> [Directions] Revise the records from their start through the line containing "[133,109,149,124]" by replacing "dark trousers" with "black trousers". Return those lines with nothing else changed.

Excerpts from a detection dataset

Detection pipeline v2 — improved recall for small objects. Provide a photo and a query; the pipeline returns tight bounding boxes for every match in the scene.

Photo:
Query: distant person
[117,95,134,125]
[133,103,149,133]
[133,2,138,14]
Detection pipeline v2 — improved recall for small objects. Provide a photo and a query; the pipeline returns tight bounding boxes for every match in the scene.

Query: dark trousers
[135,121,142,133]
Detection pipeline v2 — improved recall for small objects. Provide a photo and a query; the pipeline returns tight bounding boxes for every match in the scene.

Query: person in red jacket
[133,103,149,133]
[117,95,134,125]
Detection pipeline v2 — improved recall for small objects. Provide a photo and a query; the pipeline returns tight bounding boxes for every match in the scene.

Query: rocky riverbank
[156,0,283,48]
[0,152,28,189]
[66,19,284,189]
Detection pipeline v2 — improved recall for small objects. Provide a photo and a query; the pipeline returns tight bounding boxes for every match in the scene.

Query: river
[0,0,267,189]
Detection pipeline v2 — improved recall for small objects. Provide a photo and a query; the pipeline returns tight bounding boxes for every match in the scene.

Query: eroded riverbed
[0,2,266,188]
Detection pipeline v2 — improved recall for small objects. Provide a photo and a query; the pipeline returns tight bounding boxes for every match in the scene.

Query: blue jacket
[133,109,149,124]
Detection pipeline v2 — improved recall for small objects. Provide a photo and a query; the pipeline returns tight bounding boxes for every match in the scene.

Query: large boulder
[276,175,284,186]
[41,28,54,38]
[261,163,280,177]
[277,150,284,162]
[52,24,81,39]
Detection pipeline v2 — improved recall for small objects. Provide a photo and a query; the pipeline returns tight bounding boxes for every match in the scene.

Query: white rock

> [Solution for this task]
Detection pipeline v2 — improved recall for small objects. Provide a photo and a query; the pipeline returns tight bounding boxes for every match in the scene.

Photo:
Query: distant person
[117,95,134,125]
[133,103,149,133]
[133,2,138,14]
Detection pipeline v2 — improved recall for small objects. Provide a photo and a query; the pipeline returns tight bounding boxes for every match in the scene.

Query: black trousers
[135,121,142,133]
Detection pipeline v2 — improved recall for small objects. Provide a photo and a query; the pipeline returns tight bounding boxes for every match in the scene.

Query: person in red jacket
[133,103,149,133]
[117,95,134,125]
Detection pipeline v2 — improved recall for small objects. Provide a photo and a query; the pipeline returns tight bounding boxes for every match in the scene.

Query: rocky riverbank
[156,0,283,48]
[0,152,28,189]
[66,19,284,189]
Detection pipeline v2 — improved recall for small objects. Provide a photo and a query; the pipeline returns tight bounding boxes for every match in the scene.

Query: river
[0,0,267,189]
Detection pipeline v2 — improved recall for small objects. Provide a photo and a query; the pipeline returns tight bounding boxes for every match in the scene.

Query: eroded riverbed
[0,2,266,188]
Detection pipeline v2 — improved recall for small objects. Provide a photo and a query; the pipeline returns tight bounding boxes for every match in the scene.

Query: blue jacket
[133,109,149,124]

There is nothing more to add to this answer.